__Task objective__
Take the entries that follow and return exactly the lines from the one holding "Reviewer note. Check that every instance of the green" through the one holding "Reviewer note. Check that every instance of the tree in", both included. Nothing else is needed.

(Entries taken from a collection)

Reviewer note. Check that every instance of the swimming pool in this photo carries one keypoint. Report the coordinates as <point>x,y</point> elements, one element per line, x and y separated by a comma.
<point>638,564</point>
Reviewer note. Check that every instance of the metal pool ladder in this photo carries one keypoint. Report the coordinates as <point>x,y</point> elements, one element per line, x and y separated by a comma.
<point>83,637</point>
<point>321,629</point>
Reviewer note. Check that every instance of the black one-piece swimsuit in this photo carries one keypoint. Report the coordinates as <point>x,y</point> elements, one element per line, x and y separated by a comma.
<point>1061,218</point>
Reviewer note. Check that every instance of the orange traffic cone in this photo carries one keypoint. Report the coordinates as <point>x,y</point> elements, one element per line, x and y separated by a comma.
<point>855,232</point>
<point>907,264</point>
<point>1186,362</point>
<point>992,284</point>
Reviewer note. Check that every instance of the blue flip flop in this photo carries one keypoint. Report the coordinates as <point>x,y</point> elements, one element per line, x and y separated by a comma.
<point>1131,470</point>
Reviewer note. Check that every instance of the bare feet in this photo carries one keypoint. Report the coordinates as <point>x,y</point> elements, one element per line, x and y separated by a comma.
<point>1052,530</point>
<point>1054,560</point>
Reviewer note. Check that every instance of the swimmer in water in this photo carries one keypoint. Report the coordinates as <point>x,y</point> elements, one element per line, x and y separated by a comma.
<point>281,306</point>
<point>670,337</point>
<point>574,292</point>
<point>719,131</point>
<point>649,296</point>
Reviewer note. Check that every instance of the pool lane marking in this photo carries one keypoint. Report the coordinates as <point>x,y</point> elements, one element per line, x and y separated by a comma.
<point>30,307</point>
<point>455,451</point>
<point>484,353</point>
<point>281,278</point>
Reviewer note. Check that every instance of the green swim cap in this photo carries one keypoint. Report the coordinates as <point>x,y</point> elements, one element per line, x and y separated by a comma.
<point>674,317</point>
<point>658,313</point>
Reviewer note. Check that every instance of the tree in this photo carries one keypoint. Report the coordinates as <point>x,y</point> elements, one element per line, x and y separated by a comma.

---

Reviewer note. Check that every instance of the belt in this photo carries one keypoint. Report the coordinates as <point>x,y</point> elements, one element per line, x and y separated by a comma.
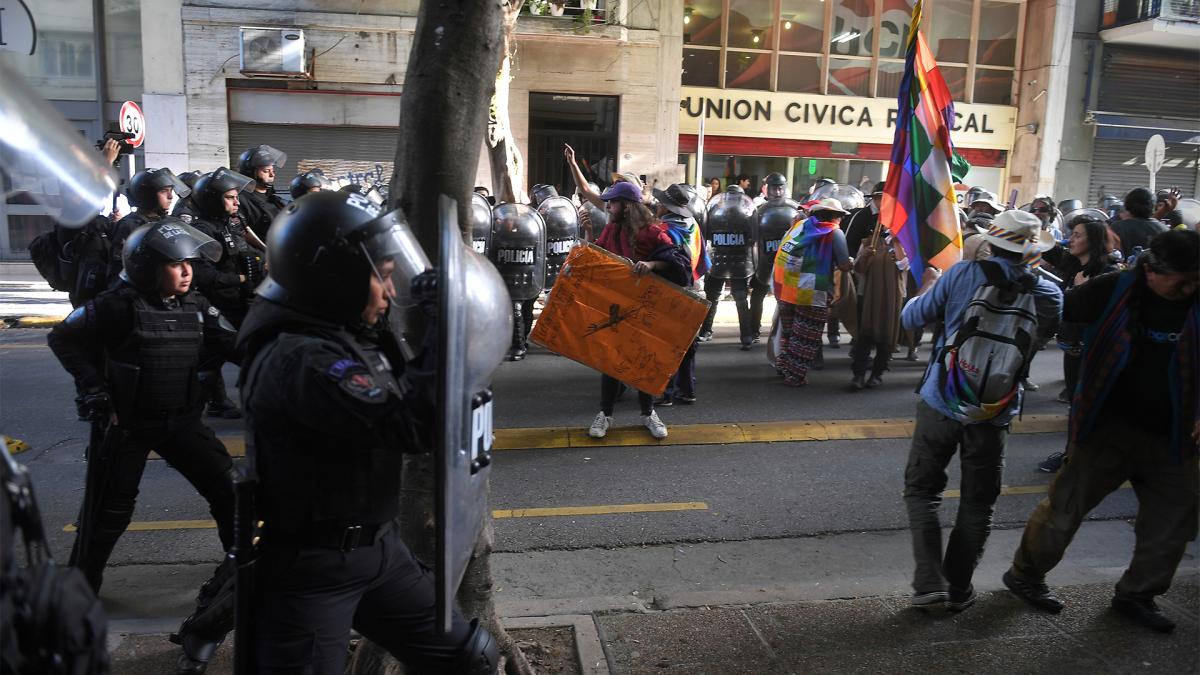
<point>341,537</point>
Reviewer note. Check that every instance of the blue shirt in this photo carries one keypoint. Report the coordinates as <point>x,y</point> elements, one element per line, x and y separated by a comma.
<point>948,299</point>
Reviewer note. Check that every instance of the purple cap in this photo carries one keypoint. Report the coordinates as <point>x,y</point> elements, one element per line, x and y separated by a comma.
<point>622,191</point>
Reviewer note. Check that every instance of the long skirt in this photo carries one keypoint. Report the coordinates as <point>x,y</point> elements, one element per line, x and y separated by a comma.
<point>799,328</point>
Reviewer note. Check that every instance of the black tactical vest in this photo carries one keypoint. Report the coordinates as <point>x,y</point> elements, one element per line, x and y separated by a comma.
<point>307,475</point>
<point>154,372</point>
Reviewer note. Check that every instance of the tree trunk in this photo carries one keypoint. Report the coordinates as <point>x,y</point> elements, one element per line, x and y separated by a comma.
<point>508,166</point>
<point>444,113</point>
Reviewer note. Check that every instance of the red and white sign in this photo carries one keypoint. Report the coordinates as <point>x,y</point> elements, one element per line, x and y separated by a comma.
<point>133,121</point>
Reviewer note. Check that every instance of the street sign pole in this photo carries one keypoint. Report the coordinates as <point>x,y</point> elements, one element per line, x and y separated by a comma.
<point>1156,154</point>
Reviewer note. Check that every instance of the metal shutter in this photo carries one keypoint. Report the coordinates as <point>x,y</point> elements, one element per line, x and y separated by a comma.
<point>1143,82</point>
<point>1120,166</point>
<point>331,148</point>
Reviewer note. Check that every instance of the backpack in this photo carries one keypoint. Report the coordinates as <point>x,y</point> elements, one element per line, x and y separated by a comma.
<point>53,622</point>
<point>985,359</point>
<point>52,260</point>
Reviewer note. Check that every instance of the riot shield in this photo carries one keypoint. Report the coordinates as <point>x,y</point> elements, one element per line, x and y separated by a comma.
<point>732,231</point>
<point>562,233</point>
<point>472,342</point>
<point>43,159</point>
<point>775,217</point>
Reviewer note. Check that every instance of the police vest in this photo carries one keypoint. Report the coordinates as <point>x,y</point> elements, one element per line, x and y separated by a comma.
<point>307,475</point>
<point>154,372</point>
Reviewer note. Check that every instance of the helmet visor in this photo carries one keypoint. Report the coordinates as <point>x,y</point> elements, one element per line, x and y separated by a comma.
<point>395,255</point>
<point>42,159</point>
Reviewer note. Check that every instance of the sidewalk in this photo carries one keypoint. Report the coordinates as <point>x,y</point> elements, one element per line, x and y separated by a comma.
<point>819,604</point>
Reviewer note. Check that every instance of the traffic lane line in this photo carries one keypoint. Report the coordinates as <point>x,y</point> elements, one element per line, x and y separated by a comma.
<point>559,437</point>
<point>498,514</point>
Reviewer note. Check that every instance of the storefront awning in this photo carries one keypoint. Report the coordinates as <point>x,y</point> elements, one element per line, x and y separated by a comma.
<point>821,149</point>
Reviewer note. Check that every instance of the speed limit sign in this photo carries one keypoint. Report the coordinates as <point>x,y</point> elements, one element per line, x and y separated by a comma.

__Finished exercise__
Reviewer note. Check that every instance of the green swim cap in this photo carries one keypoint. Report the coordinates as <point>x,y</point> elements, one element per line, x and y separated by a comma.
<point>674,317</point>
<point>658,313</point>
Reviewer note. Check that every instance of the tree in this photo carries one keypoint. Report the coordinates as <point>x,y</point> elements, one element per line, x and y separated by a comma.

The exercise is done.